• Paginafragment
::::

Een voormalig financieel manager van de stichting Sportbedrijf Amstelveen heeft bij de Accountantskamer succes geboekt in zijn strijd tegen de voormalige accountant van het sportbedrijf. De financieel manager moest vertrekken nadat hij binnen het sportbedrijf, dat een aantal buitensportaccommodaties in Amstelveen beheert, de Raad van Toezicht over de angstcultuur die binnen de organisatie zou heersen informeerde. De financieel manager moest vertrekken, maar spande een zaak aan tegen de accountant die betrokken was bij een kwestie waar ook flinke onenigheid over was ontstaan. De tuchtrechter gaat daar deels in mee en oordeelt dat de accountant onvoldoende heeft onderzocht of voldaan was aan de voor de overdracht van het onderhoud door de gemeente noodzakelijke stappen.

::::

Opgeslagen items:
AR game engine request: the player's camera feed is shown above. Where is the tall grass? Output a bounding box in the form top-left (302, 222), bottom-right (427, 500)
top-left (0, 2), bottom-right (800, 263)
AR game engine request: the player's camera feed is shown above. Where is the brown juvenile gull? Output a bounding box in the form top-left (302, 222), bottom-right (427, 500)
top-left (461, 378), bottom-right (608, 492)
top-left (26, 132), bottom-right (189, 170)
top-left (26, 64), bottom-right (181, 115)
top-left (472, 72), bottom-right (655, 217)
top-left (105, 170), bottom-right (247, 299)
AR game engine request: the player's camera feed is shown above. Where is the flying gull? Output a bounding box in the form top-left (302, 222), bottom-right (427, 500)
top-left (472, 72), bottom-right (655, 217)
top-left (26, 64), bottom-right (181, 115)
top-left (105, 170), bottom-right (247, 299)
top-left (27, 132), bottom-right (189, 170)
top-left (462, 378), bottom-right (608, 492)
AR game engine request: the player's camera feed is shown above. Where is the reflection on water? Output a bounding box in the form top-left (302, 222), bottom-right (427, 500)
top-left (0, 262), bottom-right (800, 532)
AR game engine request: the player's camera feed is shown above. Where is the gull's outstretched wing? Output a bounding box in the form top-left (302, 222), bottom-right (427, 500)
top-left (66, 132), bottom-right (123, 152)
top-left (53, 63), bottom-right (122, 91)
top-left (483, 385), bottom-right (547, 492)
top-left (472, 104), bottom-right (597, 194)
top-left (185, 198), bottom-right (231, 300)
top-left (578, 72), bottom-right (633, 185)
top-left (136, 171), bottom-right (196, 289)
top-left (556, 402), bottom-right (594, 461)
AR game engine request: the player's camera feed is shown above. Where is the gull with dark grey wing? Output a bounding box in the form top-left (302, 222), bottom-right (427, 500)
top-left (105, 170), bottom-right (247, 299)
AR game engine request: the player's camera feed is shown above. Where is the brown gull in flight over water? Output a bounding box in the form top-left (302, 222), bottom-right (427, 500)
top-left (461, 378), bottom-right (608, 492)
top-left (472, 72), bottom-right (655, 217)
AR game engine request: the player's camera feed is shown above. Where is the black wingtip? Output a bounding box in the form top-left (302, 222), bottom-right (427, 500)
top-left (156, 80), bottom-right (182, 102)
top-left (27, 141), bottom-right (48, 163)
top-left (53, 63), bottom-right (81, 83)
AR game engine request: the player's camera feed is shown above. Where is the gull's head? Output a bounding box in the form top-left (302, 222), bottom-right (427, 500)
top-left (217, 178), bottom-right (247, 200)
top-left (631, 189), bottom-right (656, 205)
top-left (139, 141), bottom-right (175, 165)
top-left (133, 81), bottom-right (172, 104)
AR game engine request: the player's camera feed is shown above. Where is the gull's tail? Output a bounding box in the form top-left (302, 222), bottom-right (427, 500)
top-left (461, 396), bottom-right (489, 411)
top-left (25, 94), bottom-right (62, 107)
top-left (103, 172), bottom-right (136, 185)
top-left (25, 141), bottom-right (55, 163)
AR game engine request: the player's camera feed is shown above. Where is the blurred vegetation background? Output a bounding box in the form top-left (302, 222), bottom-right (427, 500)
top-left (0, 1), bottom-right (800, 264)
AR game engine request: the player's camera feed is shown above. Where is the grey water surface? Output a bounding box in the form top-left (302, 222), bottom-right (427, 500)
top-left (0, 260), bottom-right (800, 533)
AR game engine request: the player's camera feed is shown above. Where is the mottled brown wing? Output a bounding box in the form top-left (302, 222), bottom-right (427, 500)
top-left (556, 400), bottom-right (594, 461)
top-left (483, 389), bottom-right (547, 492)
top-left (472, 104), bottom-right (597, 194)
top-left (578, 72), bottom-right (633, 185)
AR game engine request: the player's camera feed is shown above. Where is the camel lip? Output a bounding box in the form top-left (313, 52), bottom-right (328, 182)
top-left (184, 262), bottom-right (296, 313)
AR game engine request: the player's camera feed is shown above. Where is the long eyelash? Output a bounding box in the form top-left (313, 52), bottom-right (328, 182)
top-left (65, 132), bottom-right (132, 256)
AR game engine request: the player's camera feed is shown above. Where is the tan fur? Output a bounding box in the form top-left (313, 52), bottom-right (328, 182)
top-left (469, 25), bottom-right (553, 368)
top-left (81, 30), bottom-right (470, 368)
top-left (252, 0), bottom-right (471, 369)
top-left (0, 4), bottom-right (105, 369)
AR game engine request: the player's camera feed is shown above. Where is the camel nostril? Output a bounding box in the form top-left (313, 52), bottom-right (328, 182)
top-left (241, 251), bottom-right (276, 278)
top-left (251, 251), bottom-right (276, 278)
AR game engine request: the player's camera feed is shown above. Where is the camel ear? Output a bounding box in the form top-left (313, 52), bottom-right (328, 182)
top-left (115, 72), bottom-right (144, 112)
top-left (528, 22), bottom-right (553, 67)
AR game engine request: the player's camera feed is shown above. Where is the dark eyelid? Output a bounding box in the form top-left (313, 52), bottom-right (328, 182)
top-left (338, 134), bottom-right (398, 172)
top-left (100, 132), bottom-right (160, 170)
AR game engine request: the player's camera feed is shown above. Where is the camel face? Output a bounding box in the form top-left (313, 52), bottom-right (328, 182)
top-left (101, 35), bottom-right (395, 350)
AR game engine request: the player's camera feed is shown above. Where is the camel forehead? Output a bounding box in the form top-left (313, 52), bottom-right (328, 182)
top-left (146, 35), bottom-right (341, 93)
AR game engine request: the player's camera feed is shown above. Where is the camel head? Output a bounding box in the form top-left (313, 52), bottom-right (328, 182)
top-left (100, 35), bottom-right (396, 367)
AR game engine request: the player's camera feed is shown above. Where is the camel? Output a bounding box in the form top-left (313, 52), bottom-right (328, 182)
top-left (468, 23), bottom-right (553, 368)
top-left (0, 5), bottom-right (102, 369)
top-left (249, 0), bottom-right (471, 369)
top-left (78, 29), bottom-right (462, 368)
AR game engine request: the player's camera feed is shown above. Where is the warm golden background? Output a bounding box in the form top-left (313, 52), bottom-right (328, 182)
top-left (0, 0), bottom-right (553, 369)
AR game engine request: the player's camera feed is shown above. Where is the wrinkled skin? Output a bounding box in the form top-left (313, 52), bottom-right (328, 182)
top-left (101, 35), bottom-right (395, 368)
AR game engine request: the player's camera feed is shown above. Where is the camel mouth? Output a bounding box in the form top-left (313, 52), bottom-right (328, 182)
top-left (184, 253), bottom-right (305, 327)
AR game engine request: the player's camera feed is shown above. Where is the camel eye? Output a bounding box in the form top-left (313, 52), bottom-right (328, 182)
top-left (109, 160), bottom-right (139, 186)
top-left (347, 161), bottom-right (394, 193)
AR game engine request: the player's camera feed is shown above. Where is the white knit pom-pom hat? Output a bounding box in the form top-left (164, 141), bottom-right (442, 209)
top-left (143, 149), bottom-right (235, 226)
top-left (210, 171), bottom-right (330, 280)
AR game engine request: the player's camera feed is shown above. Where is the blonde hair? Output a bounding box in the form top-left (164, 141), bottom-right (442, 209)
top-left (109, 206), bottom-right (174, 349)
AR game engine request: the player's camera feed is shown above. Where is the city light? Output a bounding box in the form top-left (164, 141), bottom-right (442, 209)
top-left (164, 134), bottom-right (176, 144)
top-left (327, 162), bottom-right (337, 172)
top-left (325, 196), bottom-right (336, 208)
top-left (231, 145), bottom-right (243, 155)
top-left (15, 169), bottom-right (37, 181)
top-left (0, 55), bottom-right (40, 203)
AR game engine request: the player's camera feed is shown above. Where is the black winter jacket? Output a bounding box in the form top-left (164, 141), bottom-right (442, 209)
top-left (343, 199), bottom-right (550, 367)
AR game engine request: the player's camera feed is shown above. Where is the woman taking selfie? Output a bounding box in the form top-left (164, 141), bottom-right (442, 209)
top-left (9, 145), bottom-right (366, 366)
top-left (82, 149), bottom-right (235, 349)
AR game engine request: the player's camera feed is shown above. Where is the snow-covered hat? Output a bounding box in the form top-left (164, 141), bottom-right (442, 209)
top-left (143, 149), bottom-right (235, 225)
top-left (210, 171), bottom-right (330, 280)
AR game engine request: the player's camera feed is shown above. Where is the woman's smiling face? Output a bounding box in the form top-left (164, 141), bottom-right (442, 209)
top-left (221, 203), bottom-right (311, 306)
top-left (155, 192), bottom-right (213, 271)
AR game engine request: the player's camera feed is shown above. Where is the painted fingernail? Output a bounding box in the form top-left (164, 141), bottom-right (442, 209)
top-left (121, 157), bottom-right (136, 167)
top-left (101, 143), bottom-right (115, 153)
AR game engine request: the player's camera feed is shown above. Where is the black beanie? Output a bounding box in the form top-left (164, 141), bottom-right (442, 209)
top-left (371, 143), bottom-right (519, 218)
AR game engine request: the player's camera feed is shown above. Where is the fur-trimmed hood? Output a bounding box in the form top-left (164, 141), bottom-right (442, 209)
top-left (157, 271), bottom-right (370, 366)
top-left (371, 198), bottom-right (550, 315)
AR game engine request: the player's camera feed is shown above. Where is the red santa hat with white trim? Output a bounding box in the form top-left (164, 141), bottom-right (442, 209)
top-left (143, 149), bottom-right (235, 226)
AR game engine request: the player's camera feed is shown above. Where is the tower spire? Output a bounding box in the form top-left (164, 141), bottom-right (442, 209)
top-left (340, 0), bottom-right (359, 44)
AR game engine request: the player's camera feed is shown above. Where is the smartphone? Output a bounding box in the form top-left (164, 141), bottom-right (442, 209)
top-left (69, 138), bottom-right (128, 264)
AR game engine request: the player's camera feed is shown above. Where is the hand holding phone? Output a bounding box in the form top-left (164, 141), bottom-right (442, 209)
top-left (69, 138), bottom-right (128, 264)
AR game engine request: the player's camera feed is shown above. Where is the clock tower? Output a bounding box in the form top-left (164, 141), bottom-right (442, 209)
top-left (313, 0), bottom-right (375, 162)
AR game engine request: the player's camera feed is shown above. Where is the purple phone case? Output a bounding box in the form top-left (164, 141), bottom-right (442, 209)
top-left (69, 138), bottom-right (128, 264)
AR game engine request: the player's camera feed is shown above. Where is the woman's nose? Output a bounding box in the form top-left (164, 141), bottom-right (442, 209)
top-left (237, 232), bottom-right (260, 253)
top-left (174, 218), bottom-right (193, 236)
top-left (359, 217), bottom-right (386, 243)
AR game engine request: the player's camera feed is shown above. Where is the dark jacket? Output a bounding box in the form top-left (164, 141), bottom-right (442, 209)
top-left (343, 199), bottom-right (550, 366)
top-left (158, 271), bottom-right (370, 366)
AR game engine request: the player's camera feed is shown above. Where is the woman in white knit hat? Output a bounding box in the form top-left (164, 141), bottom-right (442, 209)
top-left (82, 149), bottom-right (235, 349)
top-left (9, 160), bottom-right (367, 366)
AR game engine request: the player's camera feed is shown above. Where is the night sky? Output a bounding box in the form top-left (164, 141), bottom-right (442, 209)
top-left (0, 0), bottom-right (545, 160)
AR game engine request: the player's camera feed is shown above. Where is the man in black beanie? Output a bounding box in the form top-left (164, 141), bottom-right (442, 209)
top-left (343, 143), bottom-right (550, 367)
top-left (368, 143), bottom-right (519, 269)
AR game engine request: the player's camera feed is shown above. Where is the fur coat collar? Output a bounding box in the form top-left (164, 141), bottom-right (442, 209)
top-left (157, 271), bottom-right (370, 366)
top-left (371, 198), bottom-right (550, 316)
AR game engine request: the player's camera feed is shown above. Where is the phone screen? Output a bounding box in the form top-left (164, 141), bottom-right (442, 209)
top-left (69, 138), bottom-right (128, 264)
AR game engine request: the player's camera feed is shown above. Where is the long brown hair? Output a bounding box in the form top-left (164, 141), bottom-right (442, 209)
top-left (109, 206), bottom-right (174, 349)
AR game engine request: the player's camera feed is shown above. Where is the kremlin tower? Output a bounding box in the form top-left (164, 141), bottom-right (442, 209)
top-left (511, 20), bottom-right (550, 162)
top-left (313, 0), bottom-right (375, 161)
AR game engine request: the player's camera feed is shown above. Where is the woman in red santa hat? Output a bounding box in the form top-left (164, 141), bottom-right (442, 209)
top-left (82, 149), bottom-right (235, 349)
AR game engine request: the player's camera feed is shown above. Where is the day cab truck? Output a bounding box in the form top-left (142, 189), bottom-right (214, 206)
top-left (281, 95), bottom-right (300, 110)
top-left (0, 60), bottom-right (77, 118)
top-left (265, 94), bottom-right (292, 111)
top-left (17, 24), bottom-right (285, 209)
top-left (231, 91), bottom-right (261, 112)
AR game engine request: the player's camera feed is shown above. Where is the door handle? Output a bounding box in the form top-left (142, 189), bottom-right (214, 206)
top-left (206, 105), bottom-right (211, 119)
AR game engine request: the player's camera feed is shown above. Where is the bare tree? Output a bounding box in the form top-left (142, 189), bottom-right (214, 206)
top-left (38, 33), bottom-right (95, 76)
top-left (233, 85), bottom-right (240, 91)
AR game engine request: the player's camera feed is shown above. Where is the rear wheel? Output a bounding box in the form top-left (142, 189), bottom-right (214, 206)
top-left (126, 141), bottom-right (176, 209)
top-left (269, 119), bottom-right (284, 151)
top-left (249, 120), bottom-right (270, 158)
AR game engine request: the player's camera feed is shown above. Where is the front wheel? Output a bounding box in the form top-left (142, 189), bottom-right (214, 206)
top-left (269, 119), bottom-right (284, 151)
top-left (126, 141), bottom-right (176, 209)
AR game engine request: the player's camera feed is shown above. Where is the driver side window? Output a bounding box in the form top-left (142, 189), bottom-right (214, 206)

::::

• Opdracht
Druk de volledige tekst over de tuchtzaak tegen de accountant van Sportbedrijf Amstelveen woordelijk af.

• Jouw uitwerking
Een voormalig financieel manager van de stichting Sportbedrijf Amstelveen heeft bij de Accountantskamer succes geboekt in zijn strijd tegen de voormalige accountant van het sportbedrijf. De financieel manager moest vertrekken nadat hij binnen het sportbedrijf, dat een aantal buitensportaccommodaties in Amstelveen beheert, de Raad van Toezicht over de angstcultuur die binnen de organisatie zou heersen informeerde. De financieel manager moest vertrekken, maar spande een zaak aan tegen de accountant die betrokken was bij een kwestie waar ook flinke onenigheid over was ontstaan. De tuchtrechter gaat daar deels in mee en oordeelt dat de accountant onvoldoende heeft onderzocht of voldaan was aan de voor de overdracht van het onderhoud door de gemeente noodzakelijke stappen.